Required task = Every entry that follows needs to be repeated exactly.

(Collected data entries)
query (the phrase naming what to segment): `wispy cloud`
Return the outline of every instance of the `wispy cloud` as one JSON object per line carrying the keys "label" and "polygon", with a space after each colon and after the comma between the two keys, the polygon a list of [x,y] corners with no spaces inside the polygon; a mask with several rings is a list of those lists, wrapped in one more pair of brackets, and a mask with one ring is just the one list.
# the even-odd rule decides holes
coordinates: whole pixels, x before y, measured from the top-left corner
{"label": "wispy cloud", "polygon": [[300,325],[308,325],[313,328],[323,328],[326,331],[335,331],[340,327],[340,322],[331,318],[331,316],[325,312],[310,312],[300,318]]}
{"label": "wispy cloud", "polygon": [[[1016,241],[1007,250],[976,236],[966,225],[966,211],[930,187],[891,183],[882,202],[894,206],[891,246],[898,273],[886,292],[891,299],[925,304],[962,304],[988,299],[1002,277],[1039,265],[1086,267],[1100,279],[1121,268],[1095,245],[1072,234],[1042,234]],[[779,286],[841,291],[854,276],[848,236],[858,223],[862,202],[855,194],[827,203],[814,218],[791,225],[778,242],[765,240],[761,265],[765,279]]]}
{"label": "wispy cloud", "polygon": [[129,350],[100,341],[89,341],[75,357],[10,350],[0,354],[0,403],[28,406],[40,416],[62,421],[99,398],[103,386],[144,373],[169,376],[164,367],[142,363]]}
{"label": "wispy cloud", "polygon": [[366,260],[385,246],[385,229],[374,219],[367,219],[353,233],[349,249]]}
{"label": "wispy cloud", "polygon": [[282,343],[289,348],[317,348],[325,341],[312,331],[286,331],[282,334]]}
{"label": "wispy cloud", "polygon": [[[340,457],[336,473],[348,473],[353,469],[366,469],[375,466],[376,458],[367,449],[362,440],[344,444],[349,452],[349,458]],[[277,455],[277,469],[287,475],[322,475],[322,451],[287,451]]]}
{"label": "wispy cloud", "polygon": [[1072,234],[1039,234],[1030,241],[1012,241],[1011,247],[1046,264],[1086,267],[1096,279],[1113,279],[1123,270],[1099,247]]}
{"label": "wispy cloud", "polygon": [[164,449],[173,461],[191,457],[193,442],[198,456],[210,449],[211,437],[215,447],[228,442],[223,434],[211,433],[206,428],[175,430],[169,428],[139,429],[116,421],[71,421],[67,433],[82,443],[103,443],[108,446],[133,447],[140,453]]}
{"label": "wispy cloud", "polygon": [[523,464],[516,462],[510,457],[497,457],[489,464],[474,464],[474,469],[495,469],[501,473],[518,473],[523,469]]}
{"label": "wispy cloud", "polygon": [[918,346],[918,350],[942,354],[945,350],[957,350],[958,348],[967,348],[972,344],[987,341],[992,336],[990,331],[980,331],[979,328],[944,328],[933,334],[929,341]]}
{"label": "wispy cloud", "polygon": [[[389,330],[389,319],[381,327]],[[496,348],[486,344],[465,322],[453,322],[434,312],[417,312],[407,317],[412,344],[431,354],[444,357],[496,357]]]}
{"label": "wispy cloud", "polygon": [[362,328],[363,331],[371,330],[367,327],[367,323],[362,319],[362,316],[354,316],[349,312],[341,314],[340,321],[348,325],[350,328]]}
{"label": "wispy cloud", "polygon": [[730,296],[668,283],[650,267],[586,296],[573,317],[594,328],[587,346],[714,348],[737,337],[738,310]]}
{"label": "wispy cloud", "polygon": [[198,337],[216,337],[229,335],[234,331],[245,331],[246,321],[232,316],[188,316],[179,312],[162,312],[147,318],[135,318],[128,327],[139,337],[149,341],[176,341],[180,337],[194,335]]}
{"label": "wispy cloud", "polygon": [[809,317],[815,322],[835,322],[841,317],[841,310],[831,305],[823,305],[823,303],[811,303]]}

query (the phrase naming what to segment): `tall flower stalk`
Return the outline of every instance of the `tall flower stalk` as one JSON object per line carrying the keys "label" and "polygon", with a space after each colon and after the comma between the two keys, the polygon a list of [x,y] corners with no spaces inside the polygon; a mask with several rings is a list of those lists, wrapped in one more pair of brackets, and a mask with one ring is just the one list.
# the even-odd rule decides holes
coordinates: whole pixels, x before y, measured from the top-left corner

Answer to this task =
query (the phrase naming what to segment): `wispy cloud`
Return the outline of every instance of the `wispy cloud` as one JSON object per line carrying the keys "label" and "polygon", with a space after each colon and after the comma between the two keys, the polygon a list of [x,y] corners with no spaces inside the polygon; a mask with several rings is a list of those lists, wrapped in one more pair of brackets, and a mask with one ring is just the one list.
# the even-odd rule decides holes
coordinates: whole pixels, x before y, measured from the top-left corner
{"label": "wispy cloud", "polygon": [[300,325],[308,325],[313,328],[323,328],[326,331],[335,331],[340,327],[340,322],[331,318],[331,316],[325,312],[310,312],[300,318]]}
{"label": "wispy cloud", "polygon": [[[1016,241],[1007,250],[976,236],[966,225],[966,211],[930,187],[891,183],[882,202],[894,206],[891,246],[898,273],[886,292],[891,299],[925,304],[962,304],[988,299],[1002,277],[1039,265],[1086,267],[1100,279],[1121,268],[1095,245],[1072,234],[1042,234]],[[779,286],[841,291],[854,276],[848,236],[858,223],[862,202],[855,194],[827,203],[814,218],[791,225],[778,242],[765,240],[761,265],[765,279]]]}
{"label": "wispy cloud", "polygon": [[129,350],[100,341],[89,341],[75,357],[10,350],[0,354],[0,403],[28,406],[40,416],[62,421],[99,398],[103,386],[144,373],[169,376],[164,367],[142,363]]}
{"label": "wispy cloud", "polygon": [[366,260],[385,246],[385,229],[374,219],[367,219],[353,233],[349,249]]}
{"label": "wispy cloud", "polygon": [[282,343],[289,348],[317,348],[325,341],[312,331],[286,331],[282,334]]}
{"label": "wispy cloud", "polygon": [[[340,457],[336,473],[348,473],[353,469],[366,469],[375,466],[376,458],[367,449],[362,440],[344,444],[349,452],[349,458]],[[277,455],[277,469],[287,475],[322,475],[322,451],[287,451]]]}
{"label": "wispy cloud", "polygon": [[1072,234],[1039,234],[1030,241],[1012,241],[1011,247],[1046,264],[1086,267],[1096,279],[1113,279],[1123,270],[1099,247]]}
{"label": "wispy cloud", "polygon": [[164,449],[173,461],[191,457],[193,442],[198,456],[210,449],[211,437],[215,447],[228,442],[223,434],[211,433],[206,428],[175,430],[169,428],[139,429],[116,421],[71,421],[67,433],[82,443],[103,443],[108,446],[133,447],[140,453]]}
{"label": "wispy cloud", "polygon": [[523,464],[516,462],[510,457],[497,457],[489,464],[474,464],[474,469],[495,469],[501,473],[518,473],[523,469]]}
{"label": "wispy cloud", "polygon": [[918,346],[918,350],[942,354],[945,350],[957,350],[958,348],[967,348],[972,344],[987,341],[992,336],[990,331],[980,331],[979,328],[944,328],[933,334],[929,341]]}
{"label": "wispy cloud", "polygon": [[[389,330],[389,319],[381,327]],[[496,348],[486,344],[465,322],[453,322],[434,312],[417,312],[407,317],[412,344],[431,354],[444,357],[496,357]]]}
{"label": "wispy cloud", "polygon": [[362,328],[363,331],[371,330],[367,327],[367,323],[362,319],[362,316],[354,316],[349,312],[341,314],[340,321],[348,325],[350,328]]}
{"label": "wispy cloud", "polygon": [[730,296],[668,283],[650,267],[586,296],[573,317],[594,328],[587,346],[714,348],[737,337],[738,310]]}
{"label": "wispy cloud", "polygon": [[198,337],[216,337],[229,335],[234,331],[245,331],[246,321],[232,316],[188,316],[179,312],[162,312],[147,318],[135,318],[128,327],[139,337],[149,341],[176,341],[180,337],[194,335]]}
{"label": "wispy cloud", "polygon": [[809,317],[815,322],[835,322],[841,317],[841,310],[831,305],[823,305],[823,303],[811,303]]}

query (the phrase naming what to segment): `tall flower stalk`
Return the outline of every instance of the `tall flower stalk` as one JSON object per line carrying the keys "label" and "polygon", with a space after each colon and after the comma between the two keys, the polygon a list of [x,y] corners with no spaces inside the polygon; a mask with several rings is a list of those lists, wrapped in one more pair of brackets, and a mask with one ring is just the one list.
# the even-odd rule decides holes
coordinates: whole pixels, x before y, measured from the top-left corner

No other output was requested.